What is being asked – Repeat every one of the following rows word for word, changing nothing in any line.
* start *
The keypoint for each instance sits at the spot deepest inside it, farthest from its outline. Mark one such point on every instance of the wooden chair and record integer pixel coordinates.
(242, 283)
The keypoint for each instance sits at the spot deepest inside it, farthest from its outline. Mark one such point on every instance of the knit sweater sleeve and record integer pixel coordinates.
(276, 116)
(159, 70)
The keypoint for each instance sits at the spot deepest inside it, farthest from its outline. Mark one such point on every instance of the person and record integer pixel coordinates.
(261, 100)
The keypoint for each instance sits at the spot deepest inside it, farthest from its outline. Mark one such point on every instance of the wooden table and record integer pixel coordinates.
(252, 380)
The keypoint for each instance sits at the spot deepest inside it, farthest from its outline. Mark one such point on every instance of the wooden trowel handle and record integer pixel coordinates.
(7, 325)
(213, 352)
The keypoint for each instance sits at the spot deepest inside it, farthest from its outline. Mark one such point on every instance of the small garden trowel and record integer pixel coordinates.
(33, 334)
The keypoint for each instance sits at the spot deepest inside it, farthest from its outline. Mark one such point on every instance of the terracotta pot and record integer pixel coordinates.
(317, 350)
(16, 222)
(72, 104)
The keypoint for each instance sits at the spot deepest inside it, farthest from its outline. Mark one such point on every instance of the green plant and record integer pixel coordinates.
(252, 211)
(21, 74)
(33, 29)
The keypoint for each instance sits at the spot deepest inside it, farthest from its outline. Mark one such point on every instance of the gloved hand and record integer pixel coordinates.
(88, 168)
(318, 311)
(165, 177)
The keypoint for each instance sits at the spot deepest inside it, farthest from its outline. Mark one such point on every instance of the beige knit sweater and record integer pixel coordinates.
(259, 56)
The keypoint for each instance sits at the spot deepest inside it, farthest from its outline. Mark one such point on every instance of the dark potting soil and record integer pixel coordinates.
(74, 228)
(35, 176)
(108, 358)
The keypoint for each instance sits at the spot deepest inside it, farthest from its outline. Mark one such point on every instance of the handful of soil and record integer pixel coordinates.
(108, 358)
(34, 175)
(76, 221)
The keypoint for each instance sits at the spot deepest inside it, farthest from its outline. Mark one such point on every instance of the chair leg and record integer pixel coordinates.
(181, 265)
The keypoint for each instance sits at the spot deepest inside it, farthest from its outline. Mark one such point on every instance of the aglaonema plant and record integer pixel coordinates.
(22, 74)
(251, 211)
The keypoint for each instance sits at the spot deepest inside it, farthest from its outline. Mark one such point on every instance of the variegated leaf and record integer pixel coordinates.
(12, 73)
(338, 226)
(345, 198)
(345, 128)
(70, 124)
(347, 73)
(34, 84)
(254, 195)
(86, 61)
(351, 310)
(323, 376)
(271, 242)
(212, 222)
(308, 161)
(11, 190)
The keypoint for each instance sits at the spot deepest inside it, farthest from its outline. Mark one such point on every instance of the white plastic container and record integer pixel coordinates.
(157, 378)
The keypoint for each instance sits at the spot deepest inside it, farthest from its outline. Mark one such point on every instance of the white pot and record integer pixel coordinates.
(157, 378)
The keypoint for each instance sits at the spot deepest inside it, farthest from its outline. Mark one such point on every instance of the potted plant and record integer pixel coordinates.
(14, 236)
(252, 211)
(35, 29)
* end *
In response –
The keypoint for each instance sits at the spot deepest inside it, farthest from its outline. Mark one such point on every instance of the wooden chair and record integer pixel coordinates.
(242, 283)
The keypoint for each instance sits at the spot deepest inside it, farthest from its outline. Mark one such point on every instance of the knit sweater sleeve and record integer pixel coordinates.
(276, 116)
(159, 70)
The keypoint for each instance sits at the spot deepest inside it, farthest from its outline. Mark one such point on every instance of the person and record integer pixel coordinates.
(261, 100)
The keypoint for each instance sits at the spot deepest inside it, farthest from its outline. Mark one such point on every instance of the wooden table and record integer pixel coordinates.
(252, 380)
The keypoint for each instance sits at the spot deepest inside it, farthest from its outline. Mark one such point on every instance of the wooden trowel handle and record integer pixel coordinates.
(7, 325)
(213, 352)
The keypoint for each instance sits at the spot deepest inside it, farthest from its outline. Mark one such point on every instance of the small garden trowel and record integer pixel coordinates.
(33, 334)
The keypoint for each instance sits at the spot deepest inside it, farthest from its outline. Mark one such point on every instance of the terracotta pot and record integer pixel coordinates.
(317, 350)
(16, 222)
(72, 104)
The keypoint for each instance sits at the spot deepest inside it, farthest from its outline. Mark one such point on every instance of the green plant and record integer pixel coordinates.
(252, 211)
(21, 74)
(33, 29)
The keypoint for each instance sits at the spot deepest inside it, farthest from its outline. Mark one such point on every instance of the gloved hand and record integer pixel coordinates.
(88, 168)
(318, 311)
(165, 177)
The keypoint for each instance sits at the spot deepest inside it, farthest from its outline. Mark one such point on every instance of the beige knit sweater and record integer pixel coordinates.
(259, 56)
The keypoint for each instance sits at the spot deepest inside it, farthest from its outline. Mark one such point on every instance of the dark potting soil and record integer pixel coordinates.
(74, 228)
(35, 176)
(108, 358)
The keypoint for each instance sits at the spot deepest inside it, farthest from its outline. Mark one such point on every instance of the handful of soil and record integer pixel coordinates.
(108, 358)
(34, 175)
(76, 221)
The keypoint for each instance sits at the spot deepest inside it, farthest from its outline. Mark one such point on every instance of the chair leg and record integer pixel coordinates.
(181, 265)
The keypoint for each instance sits at the spot deepest inside it, farthest from its outline. Mark one such point on every instance of the aglaonema plant and record integer pixel coordinates.
(22, 74)
(251, 211)
The keypoint for each instance sits at the spot deepest inside it, farthest from its outline. Mark one such point on every instance of the variegated leaf and record integer pixel coordinates.
(12, 73)
(338, 226)
(345, 198)
(345, 128)
(70, 124)
(347, 73)
(34, 84)
(254, 195)
(86, 61)
(351, 310)
(323, 376)
(271, 242)
(212, 222)
(308, 161)
(11, 190)
The keypoint for each instance sits at the spot deepest inside it, farthest from its outline. Mark one such point on every instance of the white plastic container and record integer pixel coordinates.
(157, 378)
The keypoint for each instance sits at the spot deepest inside it, farthest from its outline. Mark one such point on every instance of the white pot and record integer pixel coordinates.
(157, 378)
The keypoint for each instance sits at the spot deepest inside it, farthest from its outline. Mark one such point on every instance of the potted plant and record integer pixel coordinates.
(14, 236)
(252, 211)
(35, 29)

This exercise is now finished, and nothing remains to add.